>> START Data shown

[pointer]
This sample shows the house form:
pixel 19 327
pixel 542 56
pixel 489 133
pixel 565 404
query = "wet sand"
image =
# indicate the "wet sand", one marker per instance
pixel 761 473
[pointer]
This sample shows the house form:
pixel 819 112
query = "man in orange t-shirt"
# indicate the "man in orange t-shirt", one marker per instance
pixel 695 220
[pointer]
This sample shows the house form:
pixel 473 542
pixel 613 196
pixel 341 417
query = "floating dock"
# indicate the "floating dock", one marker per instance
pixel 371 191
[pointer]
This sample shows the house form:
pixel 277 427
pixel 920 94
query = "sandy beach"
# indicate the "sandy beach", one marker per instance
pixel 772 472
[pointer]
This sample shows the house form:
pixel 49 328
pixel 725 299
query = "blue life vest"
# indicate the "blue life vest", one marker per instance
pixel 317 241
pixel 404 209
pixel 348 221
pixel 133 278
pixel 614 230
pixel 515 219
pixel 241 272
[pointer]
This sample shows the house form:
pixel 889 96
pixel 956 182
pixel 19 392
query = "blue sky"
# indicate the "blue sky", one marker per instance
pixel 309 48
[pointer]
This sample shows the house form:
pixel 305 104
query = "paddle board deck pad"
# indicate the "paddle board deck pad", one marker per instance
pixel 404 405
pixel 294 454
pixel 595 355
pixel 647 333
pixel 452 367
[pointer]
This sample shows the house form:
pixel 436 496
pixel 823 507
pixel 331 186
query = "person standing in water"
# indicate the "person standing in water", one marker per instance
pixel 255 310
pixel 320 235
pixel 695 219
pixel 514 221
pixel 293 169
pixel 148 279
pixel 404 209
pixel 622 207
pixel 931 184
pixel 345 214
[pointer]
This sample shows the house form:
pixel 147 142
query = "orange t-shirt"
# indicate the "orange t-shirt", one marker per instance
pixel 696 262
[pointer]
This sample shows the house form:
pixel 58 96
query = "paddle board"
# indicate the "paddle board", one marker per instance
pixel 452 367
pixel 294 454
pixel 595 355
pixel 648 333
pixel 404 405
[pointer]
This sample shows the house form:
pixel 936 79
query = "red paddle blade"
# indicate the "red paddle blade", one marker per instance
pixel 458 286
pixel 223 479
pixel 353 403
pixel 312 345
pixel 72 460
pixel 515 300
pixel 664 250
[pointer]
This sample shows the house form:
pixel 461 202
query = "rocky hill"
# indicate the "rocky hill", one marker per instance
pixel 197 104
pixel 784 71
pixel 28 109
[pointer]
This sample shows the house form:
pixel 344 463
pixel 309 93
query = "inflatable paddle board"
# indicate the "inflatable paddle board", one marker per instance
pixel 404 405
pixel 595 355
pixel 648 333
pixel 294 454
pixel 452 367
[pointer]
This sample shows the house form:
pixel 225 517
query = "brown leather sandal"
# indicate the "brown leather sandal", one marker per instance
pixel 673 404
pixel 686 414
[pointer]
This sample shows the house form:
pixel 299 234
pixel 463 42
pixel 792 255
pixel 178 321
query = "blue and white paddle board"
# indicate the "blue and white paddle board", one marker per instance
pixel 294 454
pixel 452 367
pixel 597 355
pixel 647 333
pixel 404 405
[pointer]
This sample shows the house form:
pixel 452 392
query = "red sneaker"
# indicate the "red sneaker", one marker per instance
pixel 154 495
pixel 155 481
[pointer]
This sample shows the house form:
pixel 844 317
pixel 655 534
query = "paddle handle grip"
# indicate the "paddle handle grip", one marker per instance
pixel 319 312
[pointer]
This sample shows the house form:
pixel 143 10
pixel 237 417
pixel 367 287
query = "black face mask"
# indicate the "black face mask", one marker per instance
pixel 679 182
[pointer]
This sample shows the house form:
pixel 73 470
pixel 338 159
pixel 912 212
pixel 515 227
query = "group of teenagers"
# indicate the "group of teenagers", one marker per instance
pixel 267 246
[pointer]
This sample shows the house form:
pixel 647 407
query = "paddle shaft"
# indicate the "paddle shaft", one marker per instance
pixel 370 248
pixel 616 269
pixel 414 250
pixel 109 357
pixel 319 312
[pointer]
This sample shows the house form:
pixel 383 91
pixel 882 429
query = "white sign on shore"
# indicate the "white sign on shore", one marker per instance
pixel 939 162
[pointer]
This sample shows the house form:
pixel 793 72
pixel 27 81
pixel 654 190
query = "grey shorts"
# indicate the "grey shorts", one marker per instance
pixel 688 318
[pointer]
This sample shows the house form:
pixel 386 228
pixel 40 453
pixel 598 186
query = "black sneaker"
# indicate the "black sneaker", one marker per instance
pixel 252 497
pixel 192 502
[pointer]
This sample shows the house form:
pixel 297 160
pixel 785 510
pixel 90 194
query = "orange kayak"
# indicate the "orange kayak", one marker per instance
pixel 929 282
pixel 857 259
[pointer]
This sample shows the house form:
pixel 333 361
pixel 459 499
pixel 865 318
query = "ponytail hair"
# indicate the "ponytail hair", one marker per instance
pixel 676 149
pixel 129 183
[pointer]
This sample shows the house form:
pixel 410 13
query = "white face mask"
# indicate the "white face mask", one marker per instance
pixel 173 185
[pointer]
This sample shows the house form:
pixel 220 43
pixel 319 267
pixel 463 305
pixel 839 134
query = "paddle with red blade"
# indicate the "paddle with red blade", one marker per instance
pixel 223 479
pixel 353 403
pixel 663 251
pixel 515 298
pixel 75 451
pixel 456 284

>> END Data shown

Objective:
Restate every record exactly, leaving nothing out.

Worked answer:
[pointer]
This sample shows the house form:
pixel 19 327
pixel 542 56
pixel 489 133
pixel 565 404
query = "wet sand"
image =
# indicate the "wet sand", one marker per instance
pixel 761 473
[pointer]
This sample shows the house form:
pixel 819 112
query = "man in orange t-shirt"
# indicate the "man in orange t-shirt", one marker per instance
pixel 695 220
[pointer]
This sample shows the house form:
pixel 473 542
pixel 613 196
pixel 341 417
query = "floating dock"
# indicate the "floating dock", one marker per instance
pixel 371 191
[pointer]
This sample shows the house form:
pixel 277 427
pixel 920 94
query = "sandy beach"
# indicate the "sandy beach", one marker per instance
pixel 772 472
[pointer]
This sample shows the house form:
pixel 49 328
pixel 725 299
query = "blue life vest"
# indicate the "blue life vest", one marker per instance
pixel 317 241
pixel 404 209
pixel 348 221
pixel 133 278
pixel 614 230
pixel 515 219
pixel 241 272
[pointer]
This sample shows the house form:
pixel 889 96
pixel 956 182
pixel 19 392
query = "blue sky"
# indicate the "blue sky", one marker per instance
pixel 309 48
[pointer]
This sample shows the house form:
pixel 305 104
query = "paddle board deck pad"
# indicate the "paddle board deck pad", one marker per instance
pixel 404 405
pixel 294 454
pixel 595 355
pixel 647 333
pixel 452 367
[pointer]
This sample shows the house form:
pixel 436 496
pixel 823 507
pixel 331 186
query = "person standing in water"
# indicate the "person standing in water", one marker per instance
pixel 255 310
pixel 320 235
pixel 695 219
pixel 514 221
pixel 293 169
pixel 148 279
pixel 404 209
pixel 622 207
pixel 931 184
pixel 345 214
[pointer]
This sample shows the house form:
pixel 147 142
query = "orange t-shirt"
# indicate the "orange t-shirt", one marker per instance
pixel 696 262
[pointer]
This sample shows the house form:
pixel 58 96
query = "paddle board"
# indicate the "paddle board", one marker per instance
pixel 452 367
pixel 294 454
pixel 595 355
pixel 648 333
pixel 404 405
[pointer]
This sample shows the house form:
pixel 936 79
query = "red paddle blade"
# indicate the "red paddle blade", one marker per instance
pixel 458 286
pixel 223 479
pixel 353 403
pixel 312 345
pixel 72 460
pixel 515 300
pixel 664 250
[pointer]
This sample shows the house form:
pixel 461 202
query = "rocky hill"
# indicate the "rocky hill", one marker per instance
pixel 197 104
pixel 784 71
pixel 28 109
[pointer]
This sample shows the house form:
pixel 344 463
pixel 309 93
query = "inflatable paddle board"
# indicate the "inflatable paddle board", one marker per instance
pixel 404 405
pixel 595 355
pixel 648 333
pixel 294 454
pixel 452 367
[pointer]
This sample shows the house form:
pixel 225 517
query = "brown leather sandal"
# indicate the "brown leather sandal", one marker per instance
pixel 673 404
pixel 686 414
[pointer]
This sample shows the house form:
pixel 299 234
pixel 463 42
pixel 792 255
pixel 178 321
query = "blue and white paddle board"
# indicate the "blue and white paddle board", one marker per instance
pixel 294 454
pixel 452 367
pixel 597 355
pixel 647 333
pixel 404 405
[pointer]
This sample shows the house form:
pixel 452 392
query = "red sneaker"
# indicate the "red sneaker", one marker per instance
pixel 154 495
pixel 155 481
[pointer]
This sample shows the house form:
pixel 844 317
pixel 655 534
query = "paddle handle grip"
# indicate the "paddle handle grip", one marker per instance
pixel 319 312
[pointer]
This sample shows the house form:
pixel 143 10
pixel 237 417
pixel 367 287
query = "black face mask"
# indicate the "black face mask", one marker per instance
pixel 679 182
[pointer]
This sample shows the house form:
pixel 73 470
pixel 338 159
pixel 912 212
pixel 515 227
query = "group of teenagers"
# indicate the "group of teenagers", one marker per instance
pixel 267 246
[pointer]
This sample shows the house form:
pixel 647 407
query = "paddle shaft"
# indicate the "paddle shaft", one marker per instance
pixel 370 248
pixel 616 269
pixel 414 250
pixel 109 357
pixel 319 312
[pointer]
This sample shows the house form:
pixel 383 91
pixel 882 429
query = "white sign on shore"
# indicate the "white sign on shore", one marker per instance
pixel 939 162
[pointer]
This sample shows the house form:
pixel 793 72
pixel 27 81
pixel 654 190
query = "grey shorts"
# indicate the "grey shorts", one marker per instance
pixel 688 318
[pointer]
This sample shows the house form:
pixel 386 228
pixel 40 453
pixel 598 186
query = "black sneaker"
# indicate the "black sneaker", one marker per instance
pixel 252 497
pixel 192 502
[pointer]
This sample shows the house form:
pixel 297 160
pixel 785 510
pixel 90 194
query = "orange kayak"
# indicate the "orange kayak", one marker per instance
pixel 929 282
pixel 857 259
[pointer]
This sample shows the house form:
pixel 333 361
pixel 459 499
pixel 865 318
query = "ponytail hair"
# indicate the "ponytail hair", one marker per instance
pixel 676 149
pixel 129 183
[pointer]
This sample shows the house form:
pixel 410 13
query = "white face mask"
# indicate the "white face mask", one marker per instance
pixel 173 185
[pointer]
This sample shows the house form:
pixel 220 43
pixel 319 267
pixel 463 305
pixel 839 134
query = "paddle with red blade"
# indicate the "paddle with red blade", one marker per instance
pixel 223 479
pixel 353 403
pixel 663 251
pixel 515 298
pixel 75 451
pixel 456 284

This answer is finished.